◆ Task to complete
For the material below, output exactly the span from the line with "form (190, 278)?" to the line with "Thank you for the photo. Could you please annotate the sagging", including both, and nothing besides.

....

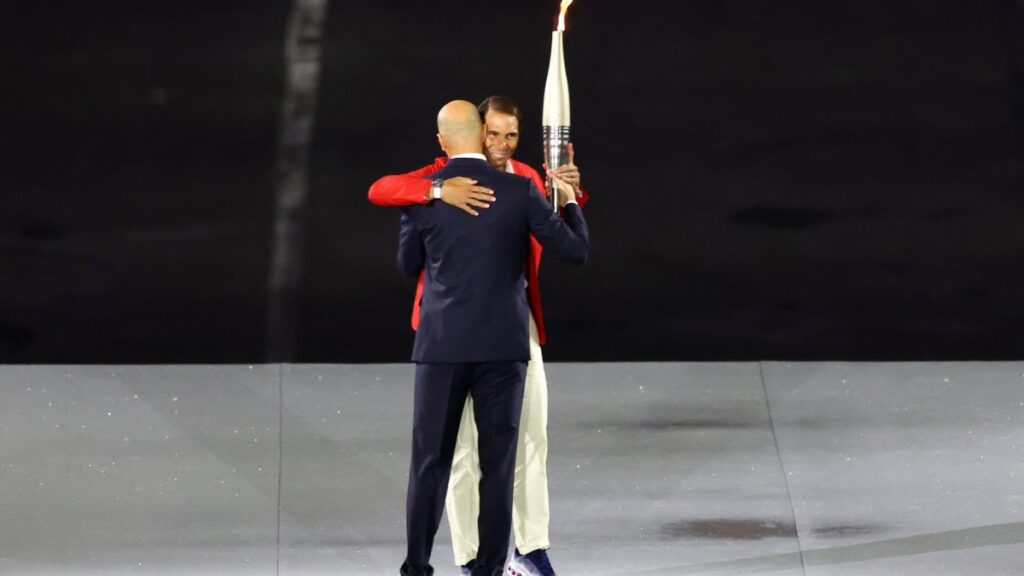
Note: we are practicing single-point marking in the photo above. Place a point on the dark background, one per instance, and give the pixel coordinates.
(768, 179)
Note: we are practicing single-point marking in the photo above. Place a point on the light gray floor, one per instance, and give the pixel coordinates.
(813, 468)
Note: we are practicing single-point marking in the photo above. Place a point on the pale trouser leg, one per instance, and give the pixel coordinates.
(530, 510)
(463, 500)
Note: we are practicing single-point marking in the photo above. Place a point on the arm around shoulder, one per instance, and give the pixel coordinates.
(402, 190)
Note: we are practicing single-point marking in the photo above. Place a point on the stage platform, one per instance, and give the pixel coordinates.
(787, 468)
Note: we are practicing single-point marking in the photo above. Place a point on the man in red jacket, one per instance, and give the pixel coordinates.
(531, 511)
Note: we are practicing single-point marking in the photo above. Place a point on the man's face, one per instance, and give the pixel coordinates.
(501, 136)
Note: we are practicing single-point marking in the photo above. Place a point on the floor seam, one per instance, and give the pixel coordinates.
(781, 465)
(281, 451)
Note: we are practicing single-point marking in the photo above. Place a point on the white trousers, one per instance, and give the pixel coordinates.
(530, 511)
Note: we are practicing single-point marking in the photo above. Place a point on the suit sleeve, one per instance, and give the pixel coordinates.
(412, 253)
(567, 238)
(402, 190)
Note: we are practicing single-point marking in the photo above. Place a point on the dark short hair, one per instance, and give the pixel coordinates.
(502, 105)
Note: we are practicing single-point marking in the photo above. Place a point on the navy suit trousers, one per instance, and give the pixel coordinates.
(439, 398)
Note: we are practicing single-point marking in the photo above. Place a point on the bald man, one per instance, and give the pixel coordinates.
(473, 336)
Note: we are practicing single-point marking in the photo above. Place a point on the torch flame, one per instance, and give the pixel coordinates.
(561, 14)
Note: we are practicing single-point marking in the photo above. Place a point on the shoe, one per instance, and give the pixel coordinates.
(534, 564)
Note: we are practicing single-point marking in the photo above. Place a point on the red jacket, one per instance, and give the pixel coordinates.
(414, 188)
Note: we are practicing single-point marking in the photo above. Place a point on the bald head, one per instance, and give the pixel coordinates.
(459, 128)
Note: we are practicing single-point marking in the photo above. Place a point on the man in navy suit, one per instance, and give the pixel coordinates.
(473, 336)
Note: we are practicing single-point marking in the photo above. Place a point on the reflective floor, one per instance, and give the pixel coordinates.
(803, 468)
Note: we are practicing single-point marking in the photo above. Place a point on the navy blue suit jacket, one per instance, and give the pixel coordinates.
(474, 299)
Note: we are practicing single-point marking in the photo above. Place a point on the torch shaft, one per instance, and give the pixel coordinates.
(556, 140)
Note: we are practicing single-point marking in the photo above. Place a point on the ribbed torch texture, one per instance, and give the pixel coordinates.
(556, 114)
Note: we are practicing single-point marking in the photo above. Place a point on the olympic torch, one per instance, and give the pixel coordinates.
(556, 108)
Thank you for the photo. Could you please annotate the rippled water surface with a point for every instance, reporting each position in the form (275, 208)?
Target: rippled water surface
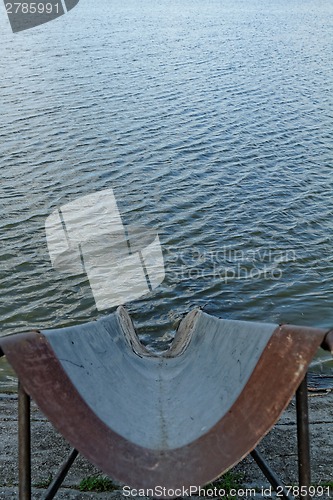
(212, 122)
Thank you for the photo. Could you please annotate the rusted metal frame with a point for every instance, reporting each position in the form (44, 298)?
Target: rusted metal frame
(62, 473)
(270, 474)
(24, 441)
(303, 437)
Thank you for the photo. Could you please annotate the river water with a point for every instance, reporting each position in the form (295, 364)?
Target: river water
(211, 121)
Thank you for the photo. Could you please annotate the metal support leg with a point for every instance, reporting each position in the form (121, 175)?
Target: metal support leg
(270, 474)
(24, 444)
(58, 480)
(303, 436)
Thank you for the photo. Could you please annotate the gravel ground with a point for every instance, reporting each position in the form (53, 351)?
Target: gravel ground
(279, 447)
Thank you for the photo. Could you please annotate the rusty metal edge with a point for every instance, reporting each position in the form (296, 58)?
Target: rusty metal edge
(236, 434)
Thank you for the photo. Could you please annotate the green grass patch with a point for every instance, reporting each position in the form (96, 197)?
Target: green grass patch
(229, 482)
(97, 483)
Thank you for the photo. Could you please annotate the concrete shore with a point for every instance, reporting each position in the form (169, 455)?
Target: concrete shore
(279, 447)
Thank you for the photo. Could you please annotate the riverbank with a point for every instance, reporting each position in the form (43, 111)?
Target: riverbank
(279, 447)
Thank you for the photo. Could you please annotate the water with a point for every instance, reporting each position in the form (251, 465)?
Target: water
(212, 122)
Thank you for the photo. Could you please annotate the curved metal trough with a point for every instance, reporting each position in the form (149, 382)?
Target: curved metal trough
(176, 420)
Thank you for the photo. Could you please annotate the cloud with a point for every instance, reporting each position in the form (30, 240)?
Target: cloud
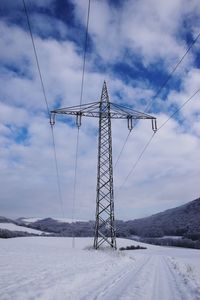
(148, 31)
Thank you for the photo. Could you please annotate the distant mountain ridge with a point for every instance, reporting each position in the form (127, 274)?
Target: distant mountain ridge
(183, 221)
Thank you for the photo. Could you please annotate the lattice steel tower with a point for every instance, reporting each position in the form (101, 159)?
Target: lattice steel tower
(105, 110)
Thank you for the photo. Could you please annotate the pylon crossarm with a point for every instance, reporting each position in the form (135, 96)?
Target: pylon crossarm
(105, 111)
(115, 111)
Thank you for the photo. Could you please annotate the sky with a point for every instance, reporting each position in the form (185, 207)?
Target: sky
(134, 46)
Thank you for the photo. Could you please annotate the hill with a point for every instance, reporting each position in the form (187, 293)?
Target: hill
(180, 221)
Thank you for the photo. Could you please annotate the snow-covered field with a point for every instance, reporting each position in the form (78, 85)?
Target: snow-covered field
(14, 227)
(49, 268)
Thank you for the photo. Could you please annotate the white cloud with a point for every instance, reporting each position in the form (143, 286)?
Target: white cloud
(167, 174)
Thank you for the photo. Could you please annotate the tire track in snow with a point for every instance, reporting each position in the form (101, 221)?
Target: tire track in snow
(188, 290)
(166, 283)
(111, 287)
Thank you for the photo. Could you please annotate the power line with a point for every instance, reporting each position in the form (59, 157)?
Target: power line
(36, 57)
(75, 183)
(57, 172)
(151, 138)
(137, 161)
(47, 106)
(176, 111)
(78, 126)
(85, 50)
(122, 149)
(156, 94)
(162, 87)
(172, 72)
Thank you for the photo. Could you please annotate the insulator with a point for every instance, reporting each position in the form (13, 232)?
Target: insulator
(78, 119)
(130, 122)
(52, 119)
(154, 125)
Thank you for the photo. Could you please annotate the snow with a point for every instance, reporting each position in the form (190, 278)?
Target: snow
(50, 268)
(14, 227)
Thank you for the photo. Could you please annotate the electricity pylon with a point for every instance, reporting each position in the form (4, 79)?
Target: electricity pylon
(105, 110)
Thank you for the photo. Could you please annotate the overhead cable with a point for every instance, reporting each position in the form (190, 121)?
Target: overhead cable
(47, 105)
(151, 138)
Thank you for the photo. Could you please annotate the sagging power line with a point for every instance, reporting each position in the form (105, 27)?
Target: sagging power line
(47, 106)
(105, 111)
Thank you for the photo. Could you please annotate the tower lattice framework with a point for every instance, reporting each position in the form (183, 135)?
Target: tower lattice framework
(104, 226)
(105, 110)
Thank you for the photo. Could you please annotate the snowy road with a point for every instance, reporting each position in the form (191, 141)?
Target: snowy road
(48, 268)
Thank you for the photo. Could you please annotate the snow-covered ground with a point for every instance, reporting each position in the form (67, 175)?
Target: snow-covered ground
(14, 227)
(50, 268)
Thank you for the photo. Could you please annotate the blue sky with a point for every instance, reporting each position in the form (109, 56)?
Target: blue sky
(133, 45)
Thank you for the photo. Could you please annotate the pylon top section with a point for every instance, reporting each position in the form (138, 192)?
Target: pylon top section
(104, 94)
(92, 109)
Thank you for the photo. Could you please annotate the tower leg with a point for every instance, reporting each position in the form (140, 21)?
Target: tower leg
(105, 224)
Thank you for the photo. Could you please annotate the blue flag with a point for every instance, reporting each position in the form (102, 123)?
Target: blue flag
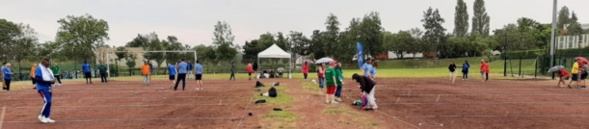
(360, 54)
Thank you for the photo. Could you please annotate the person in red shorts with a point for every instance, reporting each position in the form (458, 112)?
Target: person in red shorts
(330, 81)
(563, 75)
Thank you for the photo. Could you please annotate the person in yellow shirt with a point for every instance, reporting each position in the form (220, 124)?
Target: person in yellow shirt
(575, 75)
(32, 75)
(146, 71)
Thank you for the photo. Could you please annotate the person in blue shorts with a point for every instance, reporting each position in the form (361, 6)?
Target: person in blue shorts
(45, 80)
(172, 73)
(198, 75)
(182, 69)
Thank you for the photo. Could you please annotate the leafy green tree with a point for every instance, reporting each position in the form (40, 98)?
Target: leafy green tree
(222, 34)
(371, 34)
(80, 36)
(331, 35)
(434, 31)
(480, 19)
(223, 41)
(461, 19)
(8, 31)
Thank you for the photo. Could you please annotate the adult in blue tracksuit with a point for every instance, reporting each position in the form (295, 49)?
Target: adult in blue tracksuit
(45, 80)
(87, 72)
(465, 67)
(182, 69)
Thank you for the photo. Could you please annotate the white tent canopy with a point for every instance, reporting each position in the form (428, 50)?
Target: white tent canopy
(275, 52)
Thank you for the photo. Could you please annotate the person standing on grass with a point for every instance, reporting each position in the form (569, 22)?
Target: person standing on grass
(2, 75)
(32, 75)
(485, 69)
(87, 72)
(7, 76)
(452, 68)
(172, 73)
(321, 76)
(563, 75)
(181, 68)
(232, 76)
(339, 82)
(368, 69)
(103, 73)
(330, 81)
(249, 70)
(189, 69)
(305, 70)
(146, 71)
(150, 70)
(368, 87)
(575, 74)
(198, 75)
(45, 80)
(465, 67)
(56, 72)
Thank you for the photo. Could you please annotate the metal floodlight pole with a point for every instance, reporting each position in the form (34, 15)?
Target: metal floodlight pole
(553, 35)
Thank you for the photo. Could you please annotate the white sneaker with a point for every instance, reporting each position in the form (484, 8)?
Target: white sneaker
(42, 119)
(49, 120)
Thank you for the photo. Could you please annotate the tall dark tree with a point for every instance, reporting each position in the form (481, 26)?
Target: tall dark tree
(434, 31)
(331, 35)
(563, 18)
(80, 36)
(480, 19)
(318, 47)
(461, 19)
(371, 34)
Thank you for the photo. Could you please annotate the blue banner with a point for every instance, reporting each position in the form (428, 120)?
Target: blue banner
(360, 54)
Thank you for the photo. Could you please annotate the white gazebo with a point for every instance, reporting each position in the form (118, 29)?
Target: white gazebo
(276, 52)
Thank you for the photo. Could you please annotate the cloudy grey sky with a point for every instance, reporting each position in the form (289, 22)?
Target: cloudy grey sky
(192, 21)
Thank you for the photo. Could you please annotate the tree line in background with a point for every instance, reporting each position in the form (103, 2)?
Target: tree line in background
(83, 37)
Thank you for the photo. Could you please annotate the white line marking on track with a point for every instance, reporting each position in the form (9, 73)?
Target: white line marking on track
(2, 116)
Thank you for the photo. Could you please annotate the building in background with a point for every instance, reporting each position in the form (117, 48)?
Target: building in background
(573, 41)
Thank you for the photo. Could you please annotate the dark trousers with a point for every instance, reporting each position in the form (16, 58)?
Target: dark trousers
(181, 76)
(46, 109)
(338, 91)
(102, 78)
(487, 76)
(58, 78)
(88, 77)
(232, 77)
(7, 83)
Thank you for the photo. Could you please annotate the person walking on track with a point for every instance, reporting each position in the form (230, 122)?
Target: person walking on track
(198, 75)
(87, 72)
(146, 71)
(181, 68)
(56, 73)
(45, 80)
(102, 69)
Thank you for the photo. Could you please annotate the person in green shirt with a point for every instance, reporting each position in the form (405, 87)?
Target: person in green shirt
(340, 82)
(102, 69)
(330, 82)
(56, 72)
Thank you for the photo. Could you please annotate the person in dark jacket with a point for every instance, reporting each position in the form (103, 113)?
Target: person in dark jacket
(452, 69)
(233, 69)
(465, 67)
(367, 86)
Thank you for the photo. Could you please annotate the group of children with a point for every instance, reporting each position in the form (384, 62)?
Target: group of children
(331, 78)
(484, 70)
(578, 74)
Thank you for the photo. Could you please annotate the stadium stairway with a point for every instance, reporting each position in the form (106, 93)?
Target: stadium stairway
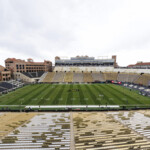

....

◆ Task solution
Thank you for the photo. Could you please annotate the snow with a point for every instance, reporting each position in the form (190, 278)?
Target: snow
(50, 268)
(14, 227)
Thank you for the photo. Could you please annotate the electricity pylon with a point for every instance, reporting each position in the form (4, 79)?
Target: electricity pylon
(105, 110)
Thank you for the photo. Could you please annotate the overhead cable with a point for every instance, reporting each position in the form (190, 121)?
Target: overhead cable
(47, 105)
(151, 138)
Thank you for the photo. Could you please annotate the sagging power line with a point for every instance, reporting each position in the form (105, 27)?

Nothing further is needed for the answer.